- _AIM OF THE EXERCISE_: Reproduce verbatim the portion of the Xtables2 Netlink encoding passage starting with "The Xtables2 Netlink" and going on through "a maximally-sized buffer.".

[start SELECTED TEXT]

A more concrete example, here is a small ruleset, encoded into 
XML (just one of many possible representations):

<table>
  <chain name="INPUT">
    <rule idx="1">
      <match acidx="1" name="hashlimit" rev="1" csize="120">
        <config-data>...</config-data>
        <state-data>...</state-data>
      </match>
      <target acidx="2" name="TOS" rev="1">
        ...
      </target>
      <verdict acidx="3" name="ACCEPT" />
    </rule>
  </chain>
</table>

There are different ways to encode such a tree structure into a 
serialized stream. In many Netlink protocols, children attributes 
are encapsulated (a. k. a. “nested”, though we will avoid this 
term to avoid double-use) and treated as a whole as a parent's 
opaque data. It cannot be told apart from normal data. (Like 
writing “<chain> &lt;rule&gt; ... &lt;/rule&gt; </chain>” in 
XML.) We will call this format “Encapsulated Encoding”.

To encode an attribute's length, struct nlattr only has a 16-bit 
field, which means the attribute header plus payload is limited 
to 64 KB. This is easily exceedable with the encapsulated 
encoding as chains are collected rules in a chain, for example. 
The problem is aggreviated by the kernel's Netlink handler only 
allocating sk_buffs a page size worth, which leaves few room for 
extension data. In the worst case, the usable payload for 
attributes is around 3600 bytes only. In light of xt_u32's 
private data block being 1984 bytes already, that means that you 
won't be able to fit two -m u32 invocations nested in a single 
rule into a dump.

Certain voices in the community call for the obsoletion of such 
data blobs and replace them by Netlink attributes; there are no 
objections to doing so. However, the problem of size-limited 
sk_buffs applies to opaque data of any kind, and Netlink 
attributes fall within that.

The Xtables2 Netlink protocol encodes each node of information as 
a standalone attribute, to be called Flat Encoding, that is 
appended (a. k. a. “chained”) to the data stream. By avoiding 
encapsulated attributes, it is possible to split messages at much 
finer levels, and provides for attributes that happen to use 
opaque data with a maximally-sized buffer.

[end SELECTED TEXT]
[start DATASET]

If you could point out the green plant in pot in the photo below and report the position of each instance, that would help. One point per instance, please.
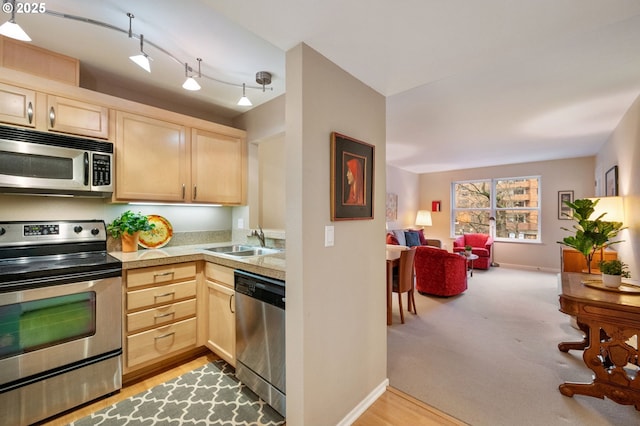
(590, 235)
(613, 271)
(127, 227)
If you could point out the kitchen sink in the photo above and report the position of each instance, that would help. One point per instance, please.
(239, 250)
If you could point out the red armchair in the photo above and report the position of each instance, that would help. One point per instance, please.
(439, 272)
(481, 245)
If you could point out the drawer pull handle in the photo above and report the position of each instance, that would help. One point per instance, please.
(165, 335)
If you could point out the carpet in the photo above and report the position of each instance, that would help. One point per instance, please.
(209, 395)
(489, 356)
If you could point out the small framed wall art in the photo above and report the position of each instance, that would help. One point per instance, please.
(565, 212)
(611, 182)
(352, 182)
(392, 207)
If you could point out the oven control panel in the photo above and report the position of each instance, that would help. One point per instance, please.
(23, 233)
(45, 229)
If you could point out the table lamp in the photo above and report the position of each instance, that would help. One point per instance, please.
(614, 209)
(423, 218)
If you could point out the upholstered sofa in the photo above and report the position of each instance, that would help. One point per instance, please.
(410, 238)
(481, 245)
(439, 272)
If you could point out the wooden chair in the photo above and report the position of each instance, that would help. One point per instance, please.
(403, 281)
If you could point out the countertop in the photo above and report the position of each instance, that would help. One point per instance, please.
(270, 265)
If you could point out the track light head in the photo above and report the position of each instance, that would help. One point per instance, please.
(244, 101)
(263, 78)
(142, 60)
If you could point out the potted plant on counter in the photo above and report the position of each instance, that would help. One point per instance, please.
(127, 227)
(591, 235)
(613, 271)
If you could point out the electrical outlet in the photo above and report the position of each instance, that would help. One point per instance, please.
(328, 236)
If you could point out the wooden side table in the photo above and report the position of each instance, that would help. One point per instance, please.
(611, 318)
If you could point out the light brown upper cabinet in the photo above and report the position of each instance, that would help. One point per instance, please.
(151, 159)
(76, 117)
(17, 105)
(218, 168)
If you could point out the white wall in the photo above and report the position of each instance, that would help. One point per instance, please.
(405, 185)
(623, 149)
(336, 332)
(574, 174)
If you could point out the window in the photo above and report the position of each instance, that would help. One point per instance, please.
(513, 202)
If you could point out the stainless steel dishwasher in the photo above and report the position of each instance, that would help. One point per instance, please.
(260, 337)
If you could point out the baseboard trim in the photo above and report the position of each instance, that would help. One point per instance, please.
(359, 409)
(529, 268)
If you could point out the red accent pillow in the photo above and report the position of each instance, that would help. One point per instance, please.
(423, 239)
(391, 239)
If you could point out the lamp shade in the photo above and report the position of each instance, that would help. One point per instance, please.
(611, 207)
(423, 218)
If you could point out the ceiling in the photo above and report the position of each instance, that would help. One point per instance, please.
(468, 84)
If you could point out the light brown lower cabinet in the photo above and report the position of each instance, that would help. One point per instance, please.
(220, 312)
(160, 314)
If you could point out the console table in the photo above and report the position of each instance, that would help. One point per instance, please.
(610, 319)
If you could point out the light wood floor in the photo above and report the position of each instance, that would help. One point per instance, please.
(393, 408)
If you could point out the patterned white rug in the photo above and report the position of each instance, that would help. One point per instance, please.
(209, 395)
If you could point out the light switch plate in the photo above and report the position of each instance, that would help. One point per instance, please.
(328, 236)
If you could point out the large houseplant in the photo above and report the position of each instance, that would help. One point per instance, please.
(127, 227)
(590, 235)
(613, 271)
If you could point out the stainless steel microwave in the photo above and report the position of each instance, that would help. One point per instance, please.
(35, 162)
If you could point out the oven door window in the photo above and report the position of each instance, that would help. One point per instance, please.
(33, 325)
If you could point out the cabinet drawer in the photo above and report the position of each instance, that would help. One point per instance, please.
(160, 274)
(161, 341)
(160, 295)
(219, 273)
(160, 315)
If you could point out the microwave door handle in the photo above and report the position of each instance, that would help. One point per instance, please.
(86, 168)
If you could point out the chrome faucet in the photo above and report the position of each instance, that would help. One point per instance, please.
(260, 234)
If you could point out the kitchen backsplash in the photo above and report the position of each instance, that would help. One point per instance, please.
(182, 239)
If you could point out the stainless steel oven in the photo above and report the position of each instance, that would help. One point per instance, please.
(60, 318)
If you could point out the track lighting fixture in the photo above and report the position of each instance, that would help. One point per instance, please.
(190, 83)
(10, 28)
(263, 78)
(142, 60)
(244, 101)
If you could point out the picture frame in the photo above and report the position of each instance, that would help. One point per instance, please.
(392, 207)
(611, 182)
(565, 212)
(352, 178)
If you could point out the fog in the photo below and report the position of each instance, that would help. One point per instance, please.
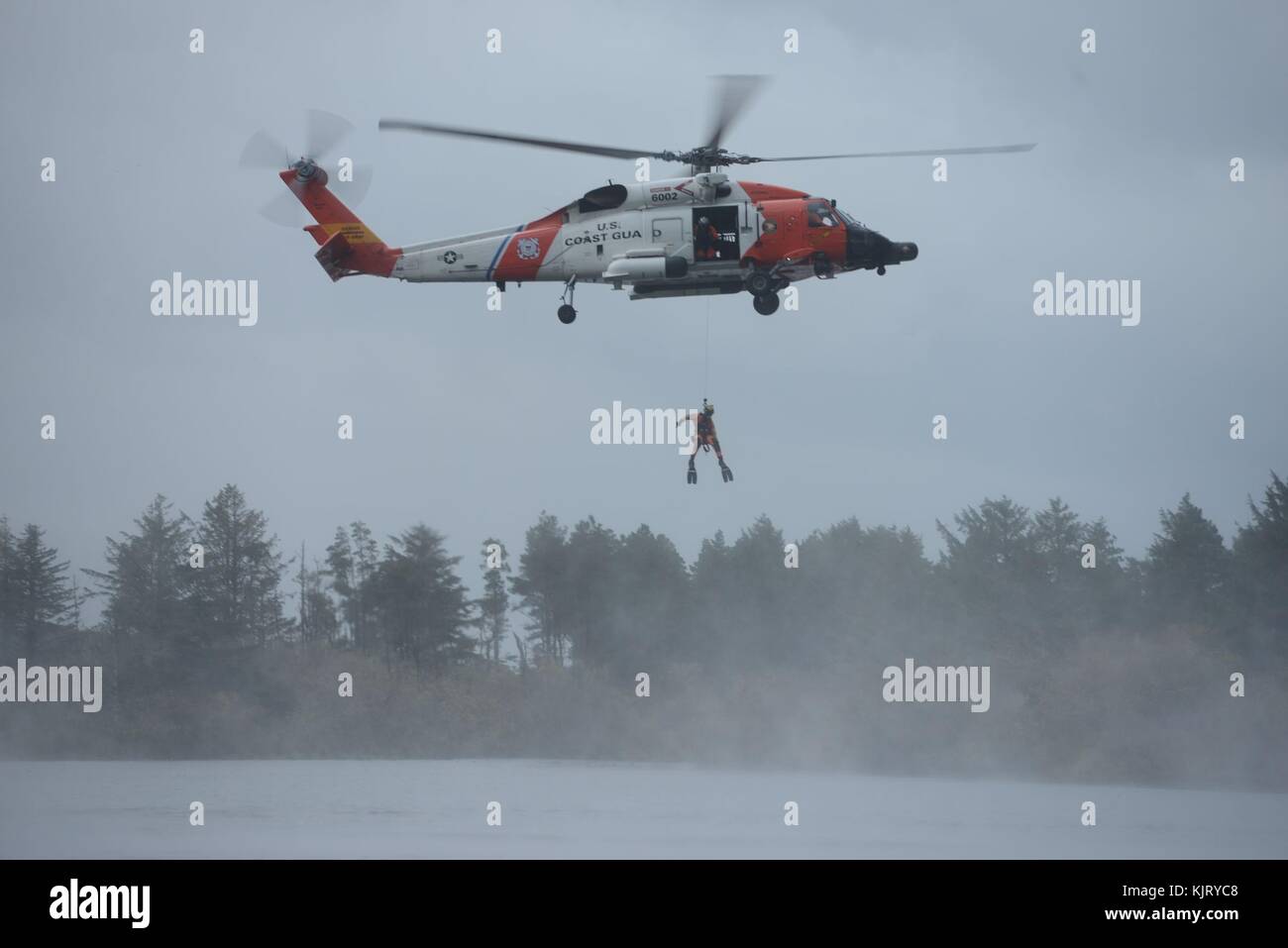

[end DATASET]

- _THE COMPLETED TASK_:
The Xtables2 Netlink protocol encodes each node of information as 
a standalone attribute, to be called Flat Encoding, that is 
appended (a. k. a. “chained”) to the data stream. By avoiding 
encapsulated attributes, it is possible to split messages at much 
finer levels, and provides for attributes that happen to use 
opaque data with a maximally-sized buffer.